• **Requests**
• A. In the piece on how firefighters heal, what share of retreat participants reported experiencing trauma as wildland firefighters?
• B. Reproduce the firefighter healing piece starting at "The data from" and ending at "had ever attended.", swapping "retreats" for "gatherings".
• C. Please carry on writing the piece about wildland firefighters healing on retreat, picking up after its last sentence.

• **Source passage**
>> begin

How Firefighters Heal
by Shefali Lakhina and Helena Virga
This week is Mental Health Awareness Week (May 11–17), and the 2026 theme is Action.
We can think of no better illustration of wellness in action than what we've witnessed over the past year across three wildland firefighter wellness retreats held at Tassajara Zen Mountain Center, Wellspring Spa, and Great Vow Zen Monastery.
The data from these retreats tells a powerful story. But the real story is in what happens when you take people who've spent their careers being strong for everyone else — and give them permission, for the first time, to be held.
What Firefighters Carry
Across all three retreats, 95% of participants reported experiencing trauma while working as a wildland firefighter. For 63%, it was the first mindfulness retreat they had ever attended.
These are people trained to run toward danger. They carry grief, physical injury, and chronic stress as occupational constants — often without anywhere to bring those things. Rates of PTSD, depression, and suicide in wildland fire are significantly higher than in the general population. Long separations from family, seasonal employment instability, exposure to death and destruction, and a culture that has historically rewarded stoicism over vulnerability all compound the toll.

>> end

• **Information supplied**
>> begin

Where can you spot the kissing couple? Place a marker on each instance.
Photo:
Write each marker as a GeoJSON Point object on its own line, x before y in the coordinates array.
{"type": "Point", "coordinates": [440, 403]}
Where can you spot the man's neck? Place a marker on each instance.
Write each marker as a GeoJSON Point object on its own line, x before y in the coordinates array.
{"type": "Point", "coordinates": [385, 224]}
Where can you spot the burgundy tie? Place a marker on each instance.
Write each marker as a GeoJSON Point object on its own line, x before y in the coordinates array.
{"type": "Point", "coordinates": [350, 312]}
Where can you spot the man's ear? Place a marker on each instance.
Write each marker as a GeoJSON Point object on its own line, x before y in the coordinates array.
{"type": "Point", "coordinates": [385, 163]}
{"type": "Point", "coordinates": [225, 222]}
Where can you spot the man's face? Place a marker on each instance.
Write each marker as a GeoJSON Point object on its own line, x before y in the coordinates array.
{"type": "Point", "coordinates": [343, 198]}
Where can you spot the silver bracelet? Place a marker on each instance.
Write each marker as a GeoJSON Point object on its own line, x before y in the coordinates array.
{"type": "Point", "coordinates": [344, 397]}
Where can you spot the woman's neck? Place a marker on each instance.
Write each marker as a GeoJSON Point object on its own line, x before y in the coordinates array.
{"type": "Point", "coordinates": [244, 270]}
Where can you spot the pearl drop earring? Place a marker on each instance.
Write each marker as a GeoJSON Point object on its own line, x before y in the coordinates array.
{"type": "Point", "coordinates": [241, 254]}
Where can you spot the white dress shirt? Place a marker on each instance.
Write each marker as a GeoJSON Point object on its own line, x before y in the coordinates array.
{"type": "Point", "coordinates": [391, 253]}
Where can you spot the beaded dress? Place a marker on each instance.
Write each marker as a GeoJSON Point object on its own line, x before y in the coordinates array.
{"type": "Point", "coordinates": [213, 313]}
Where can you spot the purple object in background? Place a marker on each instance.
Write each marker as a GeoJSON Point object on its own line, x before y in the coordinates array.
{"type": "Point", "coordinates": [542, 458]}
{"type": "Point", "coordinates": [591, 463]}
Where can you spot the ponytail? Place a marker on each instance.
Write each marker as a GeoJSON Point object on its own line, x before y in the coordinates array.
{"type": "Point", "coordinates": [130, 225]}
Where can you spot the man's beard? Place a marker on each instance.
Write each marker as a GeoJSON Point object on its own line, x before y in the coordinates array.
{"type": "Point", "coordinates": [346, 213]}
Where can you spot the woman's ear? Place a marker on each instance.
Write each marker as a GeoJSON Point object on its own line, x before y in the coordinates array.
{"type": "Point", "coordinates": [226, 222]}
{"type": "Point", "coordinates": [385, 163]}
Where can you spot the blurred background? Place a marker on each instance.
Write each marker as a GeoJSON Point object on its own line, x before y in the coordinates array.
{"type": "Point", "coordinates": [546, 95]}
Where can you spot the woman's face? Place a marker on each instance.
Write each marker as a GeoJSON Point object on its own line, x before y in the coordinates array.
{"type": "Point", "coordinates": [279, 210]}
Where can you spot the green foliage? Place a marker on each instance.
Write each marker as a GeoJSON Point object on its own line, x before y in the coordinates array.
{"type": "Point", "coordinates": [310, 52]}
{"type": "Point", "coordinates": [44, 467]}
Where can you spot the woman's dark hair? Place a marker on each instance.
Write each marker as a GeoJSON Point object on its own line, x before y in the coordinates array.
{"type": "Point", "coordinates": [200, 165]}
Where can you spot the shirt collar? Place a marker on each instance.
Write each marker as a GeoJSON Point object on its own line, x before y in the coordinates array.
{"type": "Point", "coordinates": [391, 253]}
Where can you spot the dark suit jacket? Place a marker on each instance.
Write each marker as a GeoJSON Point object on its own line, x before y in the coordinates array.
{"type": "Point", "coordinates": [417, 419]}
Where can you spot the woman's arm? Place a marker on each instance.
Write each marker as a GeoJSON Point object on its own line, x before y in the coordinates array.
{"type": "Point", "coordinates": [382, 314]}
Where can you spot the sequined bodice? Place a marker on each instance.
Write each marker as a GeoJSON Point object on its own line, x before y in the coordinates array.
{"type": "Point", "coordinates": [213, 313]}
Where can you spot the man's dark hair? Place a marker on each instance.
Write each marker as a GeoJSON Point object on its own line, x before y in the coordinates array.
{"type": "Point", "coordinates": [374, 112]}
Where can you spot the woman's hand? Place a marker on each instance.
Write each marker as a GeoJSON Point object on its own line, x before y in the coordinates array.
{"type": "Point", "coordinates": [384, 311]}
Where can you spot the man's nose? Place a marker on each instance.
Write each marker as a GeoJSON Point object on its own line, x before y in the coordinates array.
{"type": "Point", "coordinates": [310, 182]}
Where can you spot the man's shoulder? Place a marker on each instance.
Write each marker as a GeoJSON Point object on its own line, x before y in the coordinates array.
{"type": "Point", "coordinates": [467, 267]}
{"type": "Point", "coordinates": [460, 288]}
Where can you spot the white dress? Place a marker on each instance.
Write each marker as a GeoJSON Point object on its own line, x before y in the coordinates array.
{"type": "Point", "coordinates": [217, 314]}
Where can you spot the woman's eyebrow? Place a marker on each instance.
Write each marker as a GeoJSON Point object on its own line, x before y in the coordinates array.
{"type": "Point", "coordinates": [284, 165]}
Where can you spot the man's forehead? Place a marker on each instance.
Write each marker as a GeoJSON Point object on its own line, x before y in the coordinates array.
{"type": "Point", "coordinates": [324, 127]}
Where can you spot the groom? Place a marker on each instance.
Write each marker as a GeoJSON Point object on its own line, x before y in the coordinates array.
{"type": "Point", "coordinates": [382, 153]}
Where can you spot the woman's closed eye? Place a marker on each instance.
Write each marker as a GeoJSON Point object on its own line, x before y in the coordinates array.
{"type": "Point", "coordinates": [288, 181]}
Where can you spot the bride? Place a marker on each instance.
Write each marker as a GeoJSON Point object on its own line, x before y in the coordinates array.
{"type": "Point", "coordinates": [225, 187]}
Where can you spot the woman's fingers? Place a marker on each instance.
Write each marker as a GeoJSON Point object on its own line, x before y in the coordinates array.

>> end

• **Exercise answers**
• A. 95% of participants reported experiencing trauma while working as wildland firefighters.

• B.
The data from these gatherings tells a powerful story. But the real story is in what happens when you take people who've spent their careers being strong for everyone else — and give them permission, for the first time, to be held.
What Firefighters Carry
Across all three gatherings, 95% of participants reported experiencing trauma while working as a wildland firefighter. For 63%, it was the first mindfulness retreat they had ever attended.

• C.
Resources remain scarce. Stigma persists. And the people who protect our communities too often go unprotected themselves.
This is why action — not just awareness — matters.
What Action Looks Like
Over the past year, FUSEE organized three multi-day wellness retreats for wildland firefighters, co-sponsored by FireUp and other partners. Held in immersive Buddhist monastery and retreat center settings, these retreats integrate mindfulness practices, meditation training, grief work, somatic practices, group dialogue, and peer support. Participants live alongside monastery residents, engage in communal work practice, and move through a carefully designed container that creates safety for vulnerability.
The outcomes speak for themselves.
For a workforce where reaching out for help and being emotionally open have historically been treated as taboo, these numbers represent something more than improvement. They represent cultural transformation.
A monastery resident and wildland firefighter share a meditative moment after chopping wood
But it's the words of the firefighters themselves that reveal what these retreats actually do.
One participant shared:
"The most meaningful aspect was getting to know my fellow firefighters and listening to them. Hearing that we all struggle with similar things. Their courage gave me the courage to be honest with myself and open up."
What we hear consistently is that these retreats create something many firefighters have not experienced too often in their careers: a space where they are valued not just for what they do on the fire line, but for who they are as human beings with complex trajectories.
In the language of Jennifer Breheny Wallace's book Mattering, it is about being recognized, relied on, prioritized, cared for, and truly known — in the full context of one's life and career journey.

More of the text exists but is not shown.